▶ 本文抜粋
○ ○ ○ ○ ○ ○ ○

一日の王

「背には嚢、手には杖。一日の王が出発する」尾崎喜八

映画『窓辺にて』 ……中村ゆり、玉城ティナが魅力的な今泉力哉監督の傑作……

2022年12月06日 | 映画


今泉力哉監督作品である。


今泉力哉監督作品とは、
『愛がなんだ』(2019年)
で、出合い、以降、
『アイネクライネナハトムジーク』(2019年)
『mellow』(2020年)
『街の上で』(2021年)
『あの頃。』(2021年)
『かそけきサンカヨウ』(2021年)
『愛なのに』(2022年)脚本を担当(城定秀夫と共同脚本)、監督・城定秀夫
『猫は逃げた』(2022年)

などを鑑賞し、レビューを書いてきた。
今泉力哉監督作品は、
前衛的だとか、これまで見たことない映像世界というのではなく、
ありがちな題材で、ゆるめのテンポでストーリーが展開するのだが、
凡庸な映画にならずに、最後まで興味を持って鑑賞させられてしまう。
特に今年(2022年)は、
城定秀夫と今泉力哉が、互いに脚本を提供しあった、
R15+指定のラブストーリー映画を製作するコラボレーション企画「L/R15」の2作、
『愛なのに』(監督・城定秀夫、脚本・今泉力哉)
『猫は逃げた』(監督・今泉力哉、脚本・城定秀夫)
で、大いに楽しませてもらった。
なので、今泉力哉監督の新作『窓辺にて』も期待していた。

そんな中、「キネマ旬報」のキネ旬レビューを読んでいると、
あの女性映画評論家Kが、(この女性映画評論家Kに関してはコチラを参照)
本作『窓辺にて』に低い点数をつけて酷評していた。

固定カメラによる喫茶店のムダ話のような会話が延々と続くのには、またかとウンザリする。意味のない会話で相手の真意を探るのならまだしも、ただ喋っているだけのお喋り。さしずめ今泉監督にあっては意味のないお喋りは知的なゲームのつもりなのだろうが、あげく見えてくるのは妻の浮気を知っても何も感じない男のささやかな戸惑いだとはまさに肩透かし。女子高生作家や、不倫中の友人のエピソードも週刊誌レベル。低体温キャラの稲垣吾郞は一人のときが一番絵になることを発見。

私と女性映画評論家Kとは真逆の感性なので、
彼女が否定する映画は、私にとって傑作であることが多い。
なので、『窓辺にて』に対する期待は弥が上にも高まった。(笑)


本作『窓辺にて』は、今年(2022年)の11月4日に公開された作品であるが、
佐賀では(いつものごとく)遅れて12月2日より公開された。
で、佐賀での公開初日に、上映館であるシアターシエマに駆けつけたのだった。



小説を一冊だけ出したきり、フリーライターをしている市川茂巳(稲垣吾郎)は、


編集者である妻・紗衣(中村ゆり)が、


担当している売れっ子作家の荒川円(佐々木詩音)と浮気していることに気づいているのに、
何の感情も沸かないことにショックを受けていた。

○ ○ ○ ○ ○ ○ ○

▶ 課題一覧
1. 次の (a)〜(c) が本文の内容と合っているかを、それぞれ「はい」か「いいえ」で答え、判断の根拠となる本文の語句をそのまま引用してください。(a) 『窓辺にて』は佐賀では11月4日に公開された。(b) 『愛なのに』の監督は城定秀夫である。(c) 女性映画評論家Kは『窓辺にて』に高い点数をつけた。
2. 本文で筆者が、これまでに鑑賞してレビューを書いてきた今泉力哉監督作品として列挙している作品名をすべて挙げてください。
3. 映画『窓辺にて』を紹介する本文を、最後の文の後から書き継いでください。
下記の一覧は、上記の本文とは関係がありません。

▶ 提供資料
○ ○ ○ ○ ○ ○ ○

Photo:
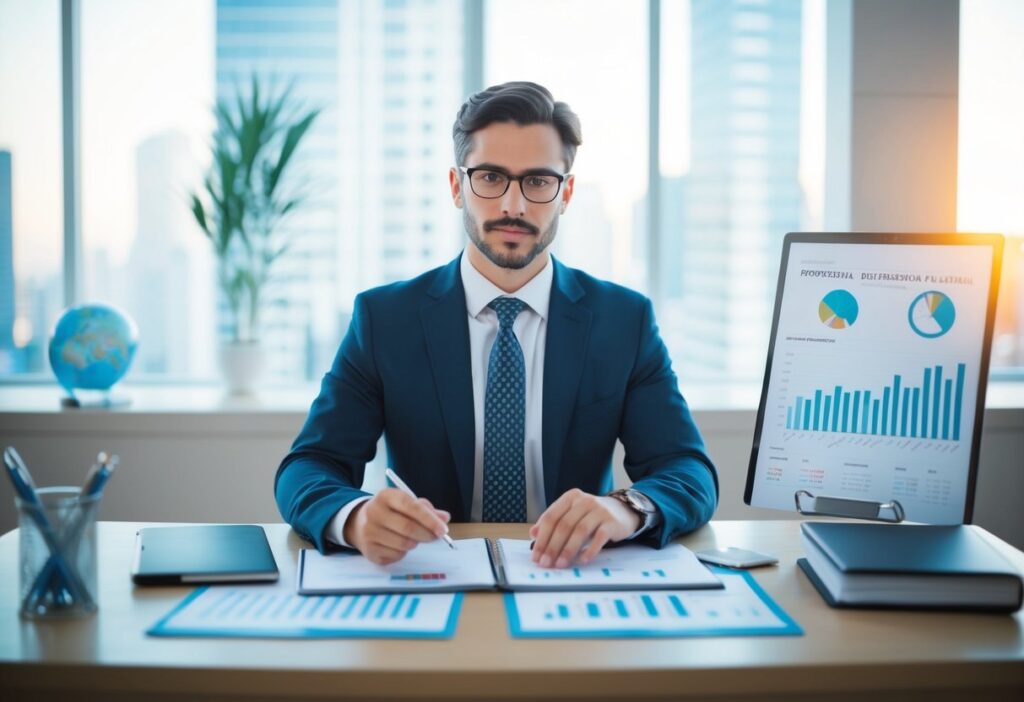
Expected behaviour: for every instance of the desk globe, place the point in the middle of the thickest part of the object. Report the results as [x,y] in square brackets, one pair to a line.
[91,349]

○ ○ ○ ○ ○ ○ ○

▶ 回答一覧
1.
(a) いいえ。「佐賀では(いつものごとく)遅れて12月2日より公開された」
(b) はい。「『愛なのに』(監督・城定秀夫、脚本・今泉力哉)」
(c) いいえ。「本作『窓辺にて』に低い点数をつけて酷評していた」

2. 『愛がなんだ』、『アイネクライネナハトムジーク』、『mellow』、『街の上で』、『あの頃。』、『かそけきサンカヨウ』、『愛なのに』、『猫は逃げた』

3.
一方、友人のプロスポーツ選手の有坂正嗣(若葉竜也)は、


妻・ゆきの(志田未来)と娘がいながらも、


人気モデルの藤沢なつ(穂志もえか)と不倫をしている。


友人にも誰にも相談できず悩んでいた市川は、
ある日、文学賞の取材で出会った高校生作家・久保留亜(玉城ティナ)の受賞作「ラ・フランス」の内容に深く惹かれる。
小説の主人公が手に入れたものをすぐに手放す様が引っ掛かる市川は、
この小説にモデルがいるなら会わせてほしいと願い出る。


最初に留亜が紹介してきたのは、自分の恋人の優二(倉悠貴)だった。
金髪でバイクに乗った優二は、市川を下心があるオジサンだと決めつけ、
敵意を漲らせてくる。


次に留亜が引き合わせてきたのは、
伯父のカワナベ(斉藤陽一郎)だった。
森の中で世捨て人のように暮らすカワナベに、市川は自分の悩みを打ち明ける。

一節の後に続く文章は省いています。